Required work → Return verbatim the line containing "Point to the tall" together with all lines that follow it in the records, and no other material.

Provided records →

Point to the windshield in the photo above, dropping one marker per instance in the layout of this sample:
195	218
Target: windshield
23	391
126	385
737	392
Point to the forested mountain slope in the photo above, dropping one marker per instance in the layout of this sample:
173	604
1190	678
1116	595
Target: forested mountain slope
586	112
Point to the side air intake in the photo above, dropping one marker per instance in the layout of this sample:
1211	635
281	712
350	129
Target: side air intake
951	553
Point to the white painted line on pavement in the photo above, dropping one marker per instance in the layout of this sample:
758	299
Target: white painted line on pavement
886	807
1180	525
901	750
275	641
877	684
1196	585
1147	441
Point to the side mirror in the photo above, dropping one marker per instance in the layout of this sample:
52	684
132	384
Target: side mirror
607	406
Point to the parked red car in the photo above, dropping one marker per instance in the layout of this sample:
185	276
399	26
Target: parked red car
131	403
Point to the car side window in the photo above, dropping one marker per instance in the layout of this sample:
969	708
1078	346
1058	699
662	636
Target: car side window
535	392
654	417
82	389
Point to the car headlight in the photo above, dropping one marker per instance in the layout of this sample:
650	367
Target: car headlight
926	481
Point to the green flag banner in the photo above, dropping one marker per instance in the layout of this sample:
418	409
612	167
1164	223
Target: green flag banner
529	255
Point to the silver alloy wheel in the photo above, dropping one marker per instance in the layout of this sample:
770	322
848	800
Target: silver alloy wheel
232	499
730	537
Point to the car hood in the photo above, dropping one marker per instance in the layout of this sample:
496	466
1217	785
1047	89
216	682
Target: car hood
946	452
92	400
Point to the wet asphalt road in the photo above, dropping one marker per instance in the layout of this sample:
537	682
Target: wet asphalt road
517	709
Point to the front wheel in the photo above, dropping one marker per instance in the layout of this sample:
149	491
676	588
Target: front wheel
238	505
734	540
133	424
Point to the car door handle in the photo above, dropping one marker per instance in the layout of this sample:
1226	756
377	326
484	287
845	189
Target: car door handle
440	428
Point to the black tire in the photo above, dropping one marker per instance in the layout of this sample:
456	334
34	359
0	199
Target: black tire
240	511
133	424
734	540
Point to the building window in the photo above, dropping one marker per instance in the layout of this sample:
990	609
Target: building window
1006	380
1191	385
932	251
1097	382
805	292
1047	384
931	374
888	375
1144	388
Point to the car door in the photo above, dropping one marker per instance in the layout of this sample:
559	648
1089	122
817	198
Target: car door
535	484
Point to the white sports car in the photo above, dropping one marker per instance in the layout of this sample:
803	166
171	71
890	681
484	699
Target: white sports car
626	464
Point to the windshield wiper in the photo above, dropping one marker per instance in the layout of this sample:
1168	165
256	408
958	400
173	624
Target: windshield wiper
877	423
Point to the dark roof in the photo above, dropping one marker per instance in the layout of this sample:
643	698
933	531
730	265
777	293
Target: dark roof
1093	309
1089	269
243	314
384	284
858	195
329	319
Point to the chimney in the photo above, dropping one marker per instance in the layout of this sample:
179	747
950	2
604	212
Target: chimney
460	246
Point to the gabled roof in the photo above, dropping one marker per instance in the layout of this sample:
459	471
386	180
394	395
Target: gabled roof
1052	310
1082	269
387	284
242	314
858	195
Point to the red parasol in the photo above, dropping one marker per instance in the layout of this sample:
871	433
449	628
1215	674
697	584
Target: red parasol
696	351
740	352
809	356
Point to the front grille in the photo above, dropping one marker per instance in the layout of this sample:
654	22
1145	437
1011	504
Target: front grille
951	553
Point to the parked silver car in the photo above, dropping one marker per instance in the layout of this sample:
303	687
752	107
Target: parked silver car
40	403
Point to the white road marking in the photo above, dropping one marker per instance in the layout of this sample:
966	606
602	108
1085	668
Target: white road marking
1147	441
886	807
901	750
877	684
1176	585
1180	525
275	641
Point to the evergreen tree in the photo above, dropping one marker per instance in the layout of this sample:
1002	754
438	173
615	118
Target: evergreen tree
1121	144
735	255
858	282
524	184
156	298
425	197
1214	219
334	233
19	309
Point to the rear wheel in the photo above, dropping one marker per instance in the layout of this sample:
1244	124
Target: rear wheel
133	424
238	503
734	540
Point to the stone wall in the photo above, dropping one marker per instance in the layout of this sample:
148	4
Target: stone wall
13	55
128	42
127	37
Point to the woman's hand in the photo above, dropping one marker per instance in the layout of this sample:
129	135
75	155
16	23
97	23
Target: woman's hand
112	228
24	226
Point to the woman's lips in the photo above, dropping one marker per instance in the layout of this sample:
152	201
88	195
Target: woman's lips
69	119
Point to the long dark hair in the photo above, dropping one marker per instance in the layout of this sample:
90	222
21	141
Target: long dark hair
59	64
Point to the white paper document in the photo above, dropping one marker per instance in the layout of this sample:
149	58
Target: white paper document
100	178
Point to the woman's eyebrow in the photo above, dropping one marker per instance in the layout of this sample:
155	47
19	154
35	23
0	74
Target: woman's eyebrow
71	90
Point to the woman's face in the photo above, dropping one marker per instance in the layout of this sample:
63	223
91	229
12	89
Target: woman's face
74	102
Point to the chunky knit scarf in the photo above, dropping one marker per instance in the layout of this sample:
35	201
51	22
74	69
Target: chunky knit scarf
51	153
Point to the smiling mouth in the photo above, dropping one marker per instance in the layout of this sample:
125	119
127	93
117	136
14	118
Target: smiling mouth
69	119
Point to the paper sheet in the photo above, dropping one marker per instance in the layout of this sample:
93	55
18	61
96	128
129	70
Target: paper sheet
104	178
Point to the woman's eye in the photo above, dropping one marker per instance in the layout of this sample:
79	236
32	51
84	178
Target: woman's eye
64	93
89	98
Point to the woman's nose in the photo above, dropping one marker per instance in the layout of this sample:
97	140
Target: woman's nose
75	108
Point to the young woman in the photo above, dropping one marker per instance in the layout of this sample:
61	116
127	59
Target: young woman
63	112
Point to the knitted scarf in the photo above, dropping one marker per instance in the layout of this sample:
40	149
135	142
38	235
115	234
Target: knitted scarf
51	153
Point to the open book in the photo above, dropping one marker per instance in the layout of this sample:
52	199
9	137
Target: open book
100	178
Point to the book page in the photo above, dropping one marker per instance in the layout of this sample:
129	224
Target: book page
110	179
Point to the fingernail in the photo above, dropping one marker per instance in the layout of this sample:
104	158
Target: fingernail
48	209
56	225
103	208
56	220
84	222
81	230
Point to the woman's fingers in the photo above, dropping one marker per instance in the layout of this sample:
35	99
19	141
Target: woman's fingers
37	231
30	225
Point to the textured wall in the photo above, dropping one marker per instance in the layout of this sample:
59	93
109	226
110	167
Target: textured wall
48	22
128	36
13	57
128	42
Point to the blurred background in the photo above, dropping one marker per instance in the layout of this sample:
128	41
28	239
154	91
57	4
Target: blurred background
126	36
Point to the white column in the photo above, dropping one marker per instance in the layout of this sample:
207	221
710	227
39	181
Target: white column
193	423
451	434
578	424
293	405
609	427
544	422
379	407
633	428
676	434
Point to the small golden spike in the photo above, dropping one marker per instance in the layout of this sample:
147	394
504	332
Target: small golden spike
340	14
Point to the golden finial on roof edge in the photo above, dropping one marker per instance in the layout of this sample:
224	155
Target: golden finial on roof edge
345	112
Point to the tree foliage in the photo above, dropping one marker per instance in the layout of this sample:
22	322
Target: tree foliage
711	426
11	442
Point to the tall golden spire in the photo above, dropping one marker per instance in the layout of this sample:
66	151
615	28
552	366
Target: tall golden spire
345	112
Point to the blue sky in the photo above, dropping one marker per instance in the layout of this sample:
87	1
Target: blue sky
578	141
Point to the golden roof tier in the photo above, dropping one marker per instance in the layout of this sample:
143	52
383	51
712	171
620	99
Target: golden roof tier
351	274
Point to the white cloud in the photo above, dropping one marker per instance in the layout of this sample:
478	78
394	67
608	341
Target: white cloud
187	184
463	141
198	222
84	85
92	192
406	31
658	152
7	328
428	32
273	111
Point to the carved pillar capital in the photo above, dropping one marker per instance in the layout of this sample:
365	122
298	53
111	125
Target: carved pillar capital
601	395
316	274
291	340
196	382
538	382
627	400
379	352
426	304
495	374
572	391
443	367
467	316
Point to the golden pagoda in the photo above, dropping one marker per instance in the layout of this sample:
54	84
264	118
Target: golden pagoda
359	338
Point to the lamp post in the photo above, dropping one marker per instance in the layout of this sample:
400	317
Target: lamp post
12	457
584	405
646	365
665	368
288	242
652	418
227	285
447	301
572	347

Answer box →
Point to the tall golden spire in the photo above, dropping one marker per instance in the layout of this sample:
66	151
615	28
552	366
Target: tall golden spire
345	112
Point to the blue sky in the photo above, dropping one marker per instance in the layout of this sample:
87	1
Target: blue sky
578	141
Point to the golden roof tier in the photo above, dropping one marker per instance in the layout of this sample:
143	52
383	51
712	171
620	99
Target: golden roof tier
351	274
Point to the white cloud in the photo above, dropping one marker per instance in the layout of this sample:
478	78
394	67
608	341
Target: white cloud
187	184
463	141
198	222
84	85
92	192
406	31
658	152
7	328
428	32
273	111
Point to the carved pillar capital in the photo above, dropping one marker per instance in the layout of this sample:
365	122
298	53
111	125
Target: carved pillar capital
601	395
316	274
291	340
196	382
538	382
627	400
379	352
426	304
495	374
572	391
443	367
467	316
Point to the golden pagoda in the photo above, dropping one marker per instance in the layout of this sample:
54	84
264	118
Target: golden pagoda
359	338
Point to the lamp post in the photo above, dropping one marker per instance in the layout of this sample:
400	317
Target: lamp post
12	457
584	405
646	365
665	368
288	242
652	418
227	285
447	301
572	347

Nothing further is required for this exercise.